PROVIDED MATERIAL.
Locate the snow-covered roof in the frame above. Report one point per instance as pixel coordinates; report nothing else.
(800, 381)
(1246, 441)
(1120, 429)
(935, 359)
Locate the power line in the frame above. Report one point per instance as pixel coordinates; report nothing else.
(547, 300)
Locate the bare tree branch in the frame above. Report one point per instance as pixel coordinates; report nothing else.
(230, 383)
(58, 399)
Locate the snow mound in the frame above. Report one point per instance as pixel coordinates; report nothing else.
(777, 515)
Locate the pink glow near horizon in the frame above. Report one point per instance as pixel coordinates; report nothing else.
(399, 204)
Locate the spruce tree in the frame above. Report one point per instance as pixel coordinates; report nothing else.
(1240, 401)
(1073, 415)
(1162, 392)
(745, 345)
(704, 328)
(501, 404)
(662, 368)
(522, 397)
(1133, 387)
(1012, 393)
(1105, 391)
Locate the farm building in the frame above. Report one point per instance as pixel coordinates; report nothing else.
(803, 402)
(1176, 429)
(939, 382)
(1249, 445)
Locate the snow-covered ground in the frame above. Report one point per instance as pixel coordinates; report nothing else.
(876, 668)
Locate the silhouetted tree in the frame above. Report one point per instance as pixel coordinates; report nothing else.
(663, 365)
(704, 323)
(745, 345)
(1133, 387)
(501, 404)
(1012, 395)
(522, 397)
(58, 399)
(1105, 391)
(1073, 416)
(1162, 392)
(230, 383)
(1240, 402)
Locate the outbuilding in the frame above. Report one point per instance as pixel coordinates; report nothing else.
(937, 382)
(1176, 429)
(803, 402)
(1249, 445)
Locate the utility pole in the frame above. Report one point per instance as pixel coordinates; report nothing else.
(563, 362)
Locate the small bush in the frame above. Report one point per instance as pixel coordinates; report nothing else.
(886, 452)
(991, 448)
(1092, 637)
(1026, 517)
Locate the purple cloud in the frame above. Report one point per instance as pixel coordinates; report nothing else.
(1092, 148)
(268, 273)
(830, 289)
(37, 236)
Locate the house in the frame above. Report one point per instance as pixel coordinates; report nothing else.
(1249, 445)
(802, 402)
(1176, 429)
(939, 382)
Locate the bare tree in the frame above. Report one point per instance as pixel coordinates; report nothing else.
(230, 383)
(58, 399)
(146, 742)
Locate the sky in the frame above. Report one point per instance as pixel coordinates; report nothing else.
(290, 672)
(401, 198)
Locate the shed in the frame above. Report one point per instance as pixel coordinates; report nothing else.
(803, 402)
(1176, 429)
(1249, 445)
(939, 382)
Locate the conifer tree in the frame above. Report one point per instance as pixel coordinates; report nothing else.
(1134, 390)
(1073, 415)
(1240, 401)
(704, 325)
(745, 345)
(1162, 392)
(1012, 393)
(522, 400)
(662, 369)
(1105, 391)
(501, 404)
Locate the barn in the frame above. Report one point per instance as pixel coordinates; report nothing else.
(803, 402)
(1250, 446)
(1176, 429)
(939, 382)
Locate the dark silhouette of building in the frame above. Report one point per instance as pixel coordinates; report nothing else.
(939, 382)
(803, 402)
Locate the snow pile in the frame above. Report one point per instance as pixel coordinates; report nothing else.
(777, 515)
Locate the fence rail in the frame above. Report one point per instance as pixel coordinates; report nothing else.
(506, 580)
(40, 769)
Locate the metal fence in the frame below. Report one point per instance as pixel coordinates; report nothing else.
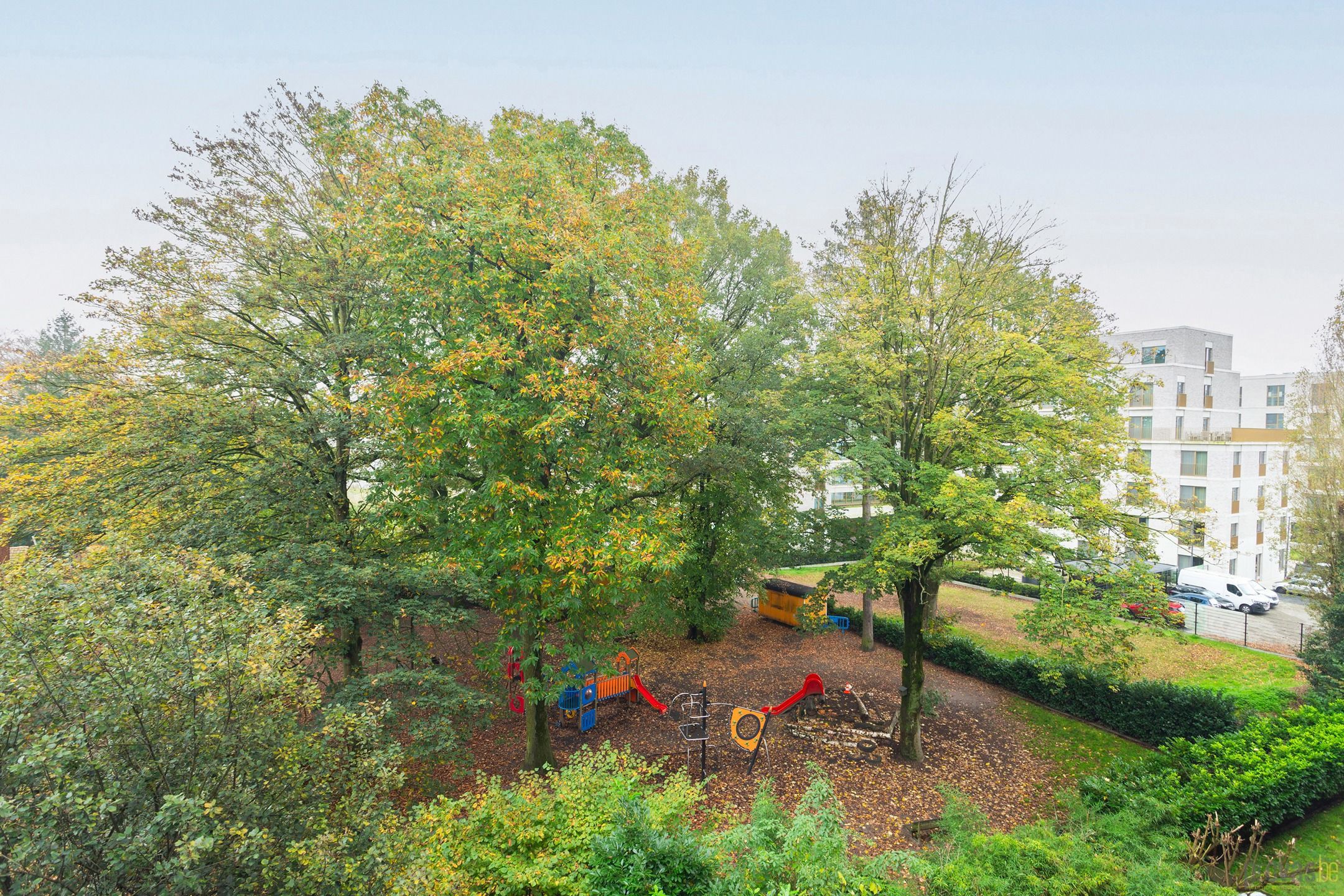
(1267, 632)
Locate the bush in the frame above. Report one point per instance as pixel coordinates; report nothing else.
(1272, 770)
(639, 859)
(539, 838)
(803, 853)
(1148, 711)
(1122, 855)
(154, 738)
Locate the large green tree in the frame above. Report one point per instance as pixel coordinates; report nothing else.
(969, 387)
(542, 393)
(738, 492)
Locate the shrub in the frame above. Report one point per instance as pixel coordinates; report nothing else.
(639, 859)
(1124, 855)
(154, 738)
(1148, 711)
(1272, 770)
(538, 838)
(803, 853)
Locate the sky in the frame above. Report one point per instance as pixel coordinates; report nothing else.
(1191, 155)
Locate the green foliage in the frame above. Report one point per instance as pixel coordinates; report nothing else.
(808, 852)
(639, 859)
(999, 582)
(1272, 770)
(159, 732)
(1122, 855)
(541, 838)
(740, 488)
(1148, 711)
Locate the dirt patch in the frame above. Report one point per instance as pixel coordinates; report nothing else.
(973, 743)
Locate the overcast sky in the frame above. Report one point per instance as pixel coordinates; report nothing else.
(1191, 154)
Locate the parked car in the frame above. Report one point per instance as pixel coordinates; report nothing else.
(1311, 586)
(1172, 615)
(1245, 594)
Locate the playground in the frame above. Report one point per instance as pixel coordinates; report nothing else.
(979, 740)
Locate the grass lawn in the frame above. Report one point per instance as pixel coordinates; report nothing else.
(1261, 681)
(1320, 841)
(1074, 747)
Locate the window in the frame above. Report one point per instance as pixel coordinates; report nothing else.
(1193, 496)
(1194, 462)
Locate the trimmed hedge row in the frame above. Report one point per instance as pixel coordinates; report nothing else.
(1148, 711)
(999, 582)
(1274, 770)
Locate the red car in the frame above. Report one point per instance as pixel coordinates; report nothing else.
(1174, 614)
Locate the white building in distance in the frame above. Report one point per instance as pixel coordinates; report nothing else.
(1215, 441)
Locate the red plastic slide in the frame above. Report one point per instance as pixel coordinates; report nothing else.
(653, 702)
(811, 687)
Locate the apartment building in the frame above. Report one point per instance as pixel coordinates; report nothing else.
(1216, 445)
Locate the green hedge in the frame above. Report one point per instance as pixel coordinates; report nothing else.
(1274, 770)
(1001, 582)
(1148, 711)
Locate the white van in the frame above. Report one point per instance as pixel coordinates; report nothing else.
(1246, 594)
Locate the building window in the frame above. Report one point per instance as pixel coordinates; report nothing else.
(1193, 496)
(1194, 462)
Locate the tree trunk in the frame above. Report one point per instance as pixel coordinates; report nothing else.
(931, 602)
(866, 640)
(353, 649)
(539, 754)
(914, 595)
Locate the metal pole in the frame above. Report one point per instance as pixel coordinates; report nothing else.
(704, 723)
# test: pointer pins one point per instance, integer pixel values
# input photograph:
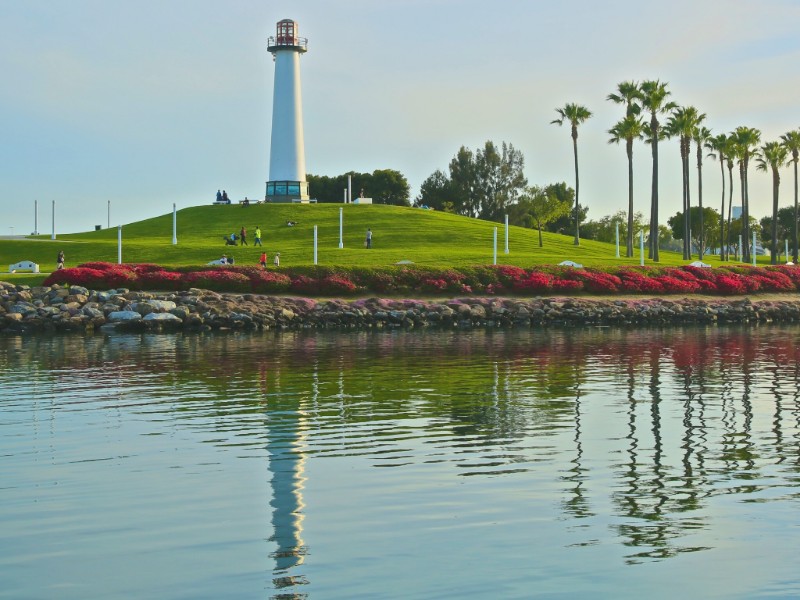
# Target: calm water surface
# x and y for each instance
(594, 463)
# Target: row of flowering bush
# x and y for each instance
(483, 280)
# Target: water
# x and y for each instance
(591, 463)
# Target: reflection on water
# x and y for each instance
(353, 465)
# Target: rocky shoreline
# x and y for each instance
(25, 309)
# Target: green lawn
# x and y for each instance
(424, 237)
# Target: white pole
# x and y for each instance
(641, 248)
(341, 228)
(174, 225)
(506, 234)
(315, 244)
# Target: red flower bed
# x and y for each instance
(727, 280)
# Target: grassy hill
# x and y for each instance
(422, 236)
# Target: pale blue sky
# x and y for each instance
(149, 103)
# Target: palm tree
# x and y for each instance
(719, 149)
(792, 142)
(575, 114)
(731, 157)
(654, 95)
(628, 93)
(701, 136)
(682, 124)
(628, 129)
(772, 157)
(746, 141)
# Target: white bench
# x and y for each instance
(24, 265)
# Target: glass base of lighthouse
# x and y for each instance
(287, 191)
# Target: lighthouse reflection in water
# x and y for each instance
(598, 462)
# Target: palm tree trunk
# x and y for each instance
(730, 211)
(700, 199)
(722, 211)
(794, 224)
(776, 182)
(654, 192)
(577, 241)
(687, 233)
(629, 236)
(745, 250)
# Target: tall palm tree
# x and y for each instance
(719, 149)
(701, 136)
(628, 93)
(746, 140)
(654, 95)
(792, 142)
(731, 158)
(575, 114)
(772, 157)
(630, 128)
(681, 124)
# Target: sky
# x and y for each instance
(118, 110)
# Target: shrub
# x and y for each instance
(221, 280)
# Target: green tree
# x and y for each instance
(746, 141)
(574, 114)
(654, 95)
(605, 228)
(629, 128)
(387, 186)
(678, 227)
(771, 158)
(436, 192)
(384, 186)
(791, 140)
(785, 226)
(536, 208)
(480, 184)
(563, 224)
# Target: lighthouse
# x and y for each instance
(287, 161)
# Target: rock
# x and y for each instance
(124, 316)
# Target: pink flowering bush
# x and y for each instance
(477, 280)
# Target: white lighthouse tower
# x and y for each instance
(287, 161)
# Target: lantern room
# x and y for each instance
(286, 38)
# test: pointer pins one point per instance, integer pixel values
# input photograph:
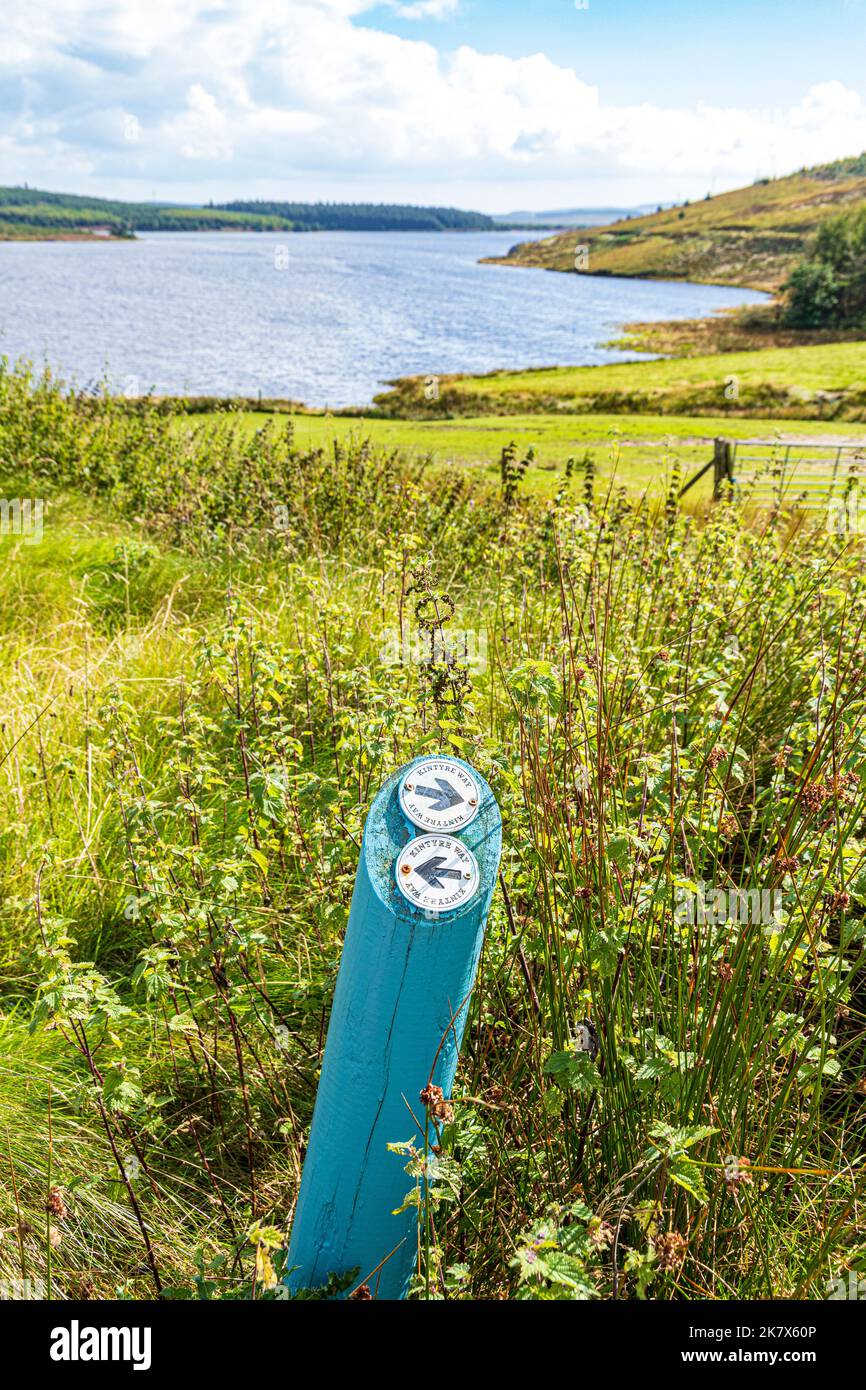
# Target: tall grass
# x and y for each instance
(195, 717)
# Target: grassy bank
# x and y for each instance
(751, 236)
(822, 381)
(196, 712)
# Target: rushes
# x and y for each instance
(672, 715)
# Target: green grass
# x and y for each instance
(195, 716)
(819, 382)
(749, 236)
(633, 449)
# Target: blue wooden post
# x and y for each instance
(401, 998)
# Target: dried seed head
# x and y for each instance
(54, 1204)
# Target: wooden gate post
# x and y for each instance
(722, 466)
(416, 926)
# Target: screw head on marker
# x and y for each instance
(437, 873)
(439, 795)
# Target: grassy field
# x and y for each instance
(749, 236)
(824, 381)
(195, 715)
(635, 451)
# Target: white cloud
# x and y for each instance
(256, 93)
(427, 9)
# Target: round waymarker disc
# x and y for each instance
(437, 873)
(439, 795)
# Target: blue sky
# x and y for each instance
(481, 103)
(756, 53)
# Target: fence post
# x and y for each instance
(424, 883)
(722, 466)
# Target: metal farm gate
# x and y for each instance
(802, 477)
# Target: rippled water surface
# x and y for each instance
(323, 317)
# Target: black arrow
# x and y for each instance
(445, 797)
(431, 873)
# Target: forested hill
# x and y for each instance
(367, 217)
(27, 213)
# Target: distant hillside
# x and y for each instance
(752, 236)
(569, 217)
(27, 213)
(366, 217)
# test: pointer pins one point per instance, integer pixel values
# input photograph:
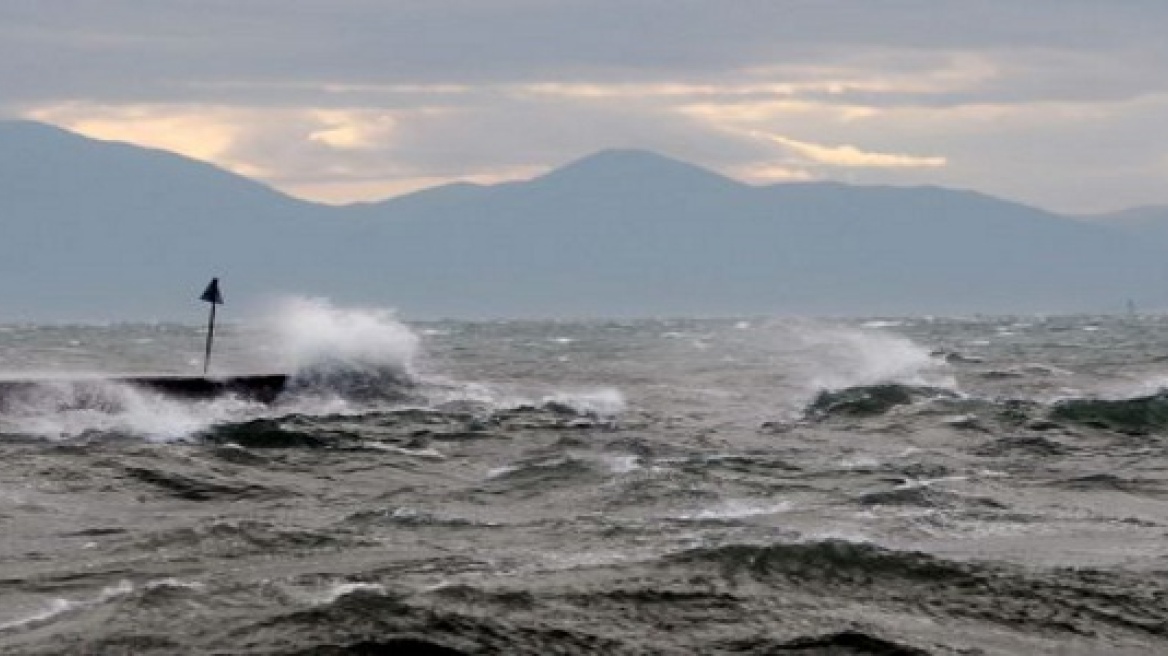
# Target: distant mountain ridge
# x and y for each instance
(101, 230)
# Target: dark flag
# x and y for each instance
(213, 295)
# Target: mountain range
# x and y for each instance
(99, 230)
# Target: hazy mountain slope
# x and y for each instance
(109, 230)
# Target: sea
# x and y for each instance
(882, 486)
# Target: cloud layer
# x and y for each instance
(1056, 103)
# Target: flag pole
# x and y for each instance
(213, 295)
(210, 339)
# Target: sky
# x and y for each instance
(1062, 104)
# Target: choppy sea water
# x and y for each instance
(763, 486)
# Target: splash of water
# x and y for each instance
(355, 354)
(832, 357)
(314, 334)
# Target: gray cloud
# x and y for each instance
(1042, 100)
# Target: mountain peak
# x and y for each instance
(623, 166)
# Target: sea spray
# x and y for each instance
(834, 356)
(359, 354)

EXERCISE BRIEF.
Leave out every picture, and write out exactly the lines from the one bearing "# Target: blue sky" through the final line.

SOLUTION TO THIS PROBLEM.
# Target: blue sky
# x and y for each instance
(481, 103)
(756, 53)
# Target: fence post
# x and y for each instance
(424, 883)
(722, 466)
# Target: metal farm gate
# x and y for each instance
(802, 477)
# Target: rippled water surface
# x and y for each instance
(323, 317)
# Target: black arrow
# x and y for each instance
(445, 797)
(431, 873)
# Target: forested hill
# x and y for each instance
(367, 217)
(27, 213)
# Target: distant hillside
# x and y for each instance
(752, 236)
(569, 217)
(27, 213)
(366, 217)
# test: pointer pins one point per instance, integer pixel values
# input photograph:
# Target: distant mountain ridge
# x and y for each instance
(101, 230)
# Target: dark flag
# x and y for each instance
(213, 295)
# Target: mountain range
# x and y for each instance
(99, 230)
# Target: hazy mountain slope
# x and y for each instance
(109, 230)
# Target: sea
# x and y for each instance
(882, 486)
# Target: cloud layer
# x and y for each instance
(1056, 103)
# Target: flag pole
# x and y for each instance
(213, 295)
(210, 339)
# Target: sky
# x and y for each instance
(1062, 104)
# Target: choppy sea water
# x and y for each instance
(763, 486)
# Target: splash of water
# x and y for each instance
(355, 354)
(832, 357)
(314, 334)
# Target: gray cloud
# x and y for each instance
(1042, 100)
# Target: mountain peak
# x and y for each instance
(623, 166)
# Target: sea spray
# x and y for each instance
(834, 356)
(359, 354)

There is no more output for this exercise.